#### Extract to read:
-------------------------

Hart Crane: “A Perfect Cry Shall String Some Constant Harmony”

Photographers Unknown, A Perfect Cry Shall String Some Constant Harmony

      As silent as a mirror is believed
      Realities plunge in silence by . . .

      I am not ready for repentance;
   Nor to match regrets. For the moth
        Bends no more than the still
      Imploring flame. And tremors
        In the white falling flakes
                   Kisses are – –
        The only worth all granting.

                It is to be learned–
      This cleaving and this burning,
           But only by the one who
          Spends out himself again.

                  Twice and twice
         (Again the smoking souvenir,
      Bleeding eidolon!) and yet again.
        Until the bright logic is won
         Unwhispering as a mirror
                   Is believed.

Then, drop by caustic drop, a perfect cry
 Shall string some constant harmony,–
 Relentless caper for all those who step
The legend of their youth into the noon.

Hart Crane, Legend

Born in Garrettsville, Ohio in July of 1899, Harold Hart Crane was an American modernist poet considered one of the most influential poets of his generation. He was admired by many artists including playwright Eugene O’Neill, essayist Alan Tate, poet and playwright E.E. Cummings, and writer William Carlos Williams. Important American poets such as John Berryman and Robert Lowell cited Crane as a significant influence.

-------------------------

#### Assigned task:
Extend the piece on Hart Crane and his poem "Legend" beyond its final sentence.

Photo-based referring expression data

-------------------------

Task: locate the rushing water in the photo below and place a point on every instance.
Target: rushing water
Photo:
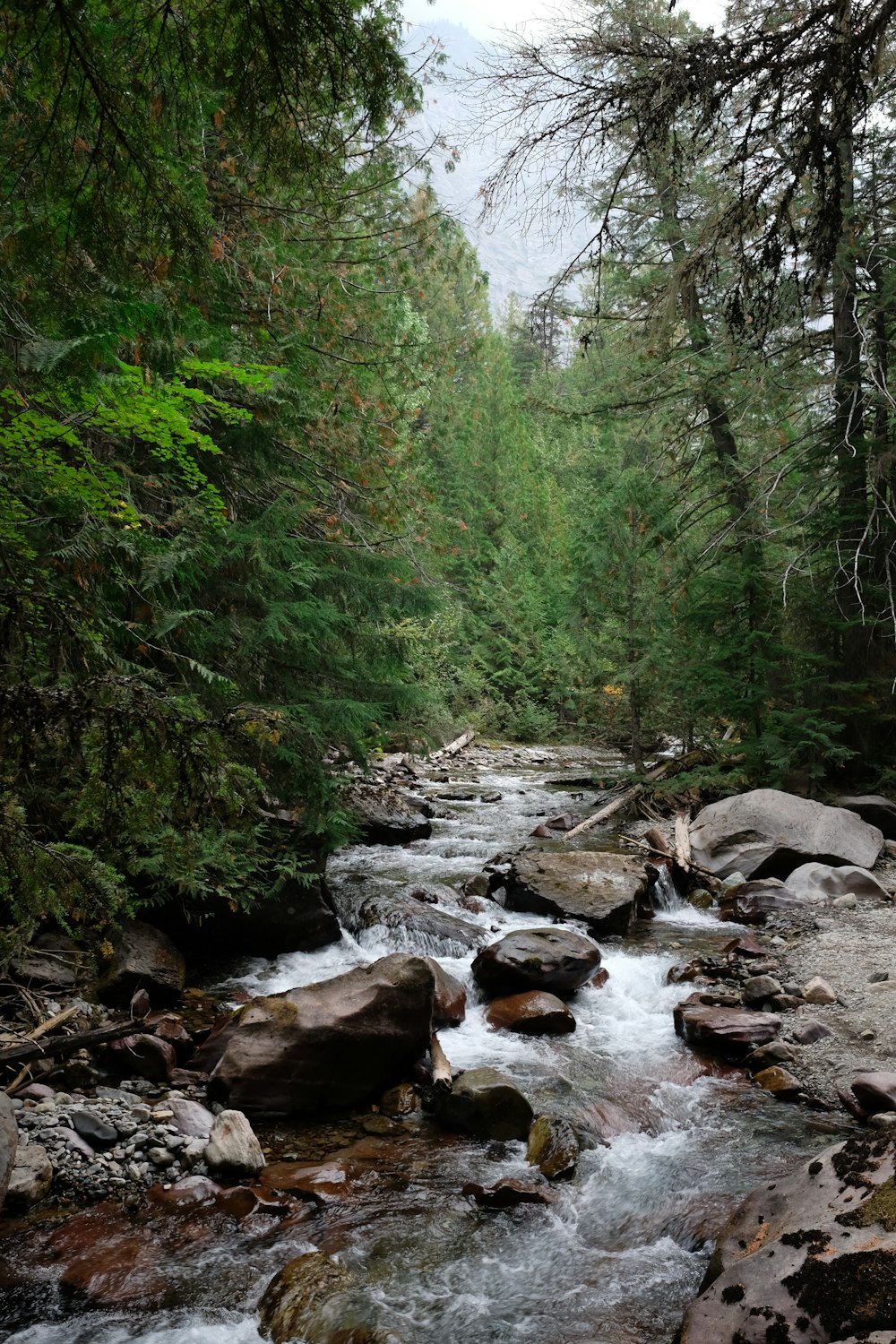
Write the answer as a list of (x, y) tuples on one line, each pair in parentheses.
[(672, 1144)]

-------------------------

#### Answer section:
The son of successful business man Clarence Crane and Grace Edna Hart, Hart Crane had a stressful childhood in which his parents constantly fought. Raised in part by his grandmother in Cleveland, he read continuously in his grandmother’s extensive library which contained the complete editions of such poets as Robert Browning, Walt Whitman and Ralph Waldo Emerson. As he aged, Crane broadened his interest with writers such as philosopher Plato, novelist Honore de Balzac, and Romantic poet Percy Bysshe Shelley. His formal education was undermined by long absences from school caused by constant arguments between his parents. 

In 1916, Crane left Cleveland without graduating and relocated to New York with the hope of passing the entrance exam to Columbia University. Once settled in New York City, he made the decision to abandon college and concentrate on a literary career. Crane met other writers in the city and became exposed to the various art movements prevalent at that time. As a result of his parents’ divorce in 1917, Crane’s mother and grandmother relocated to New York City and moved into his one-bedroom apartment. 

To escape the pressures of family life, Hart Crane attempted to enlist in the army but was rejected due to his young age. He relocated to Cleveland and worked in a munitions factory during World War I. After the war, Crane worked briefly as a reporter for the local “Cleveland Plain Dealer”, worked in New York City for the “Little Review”, and then returned to Cleveland as an employee in his father’s candy company. Tensions between him and his now Cleveland-based family finally erupted in the spring of 1921. This led to Crane resettling back in New York City and two-years of non-communication with his father.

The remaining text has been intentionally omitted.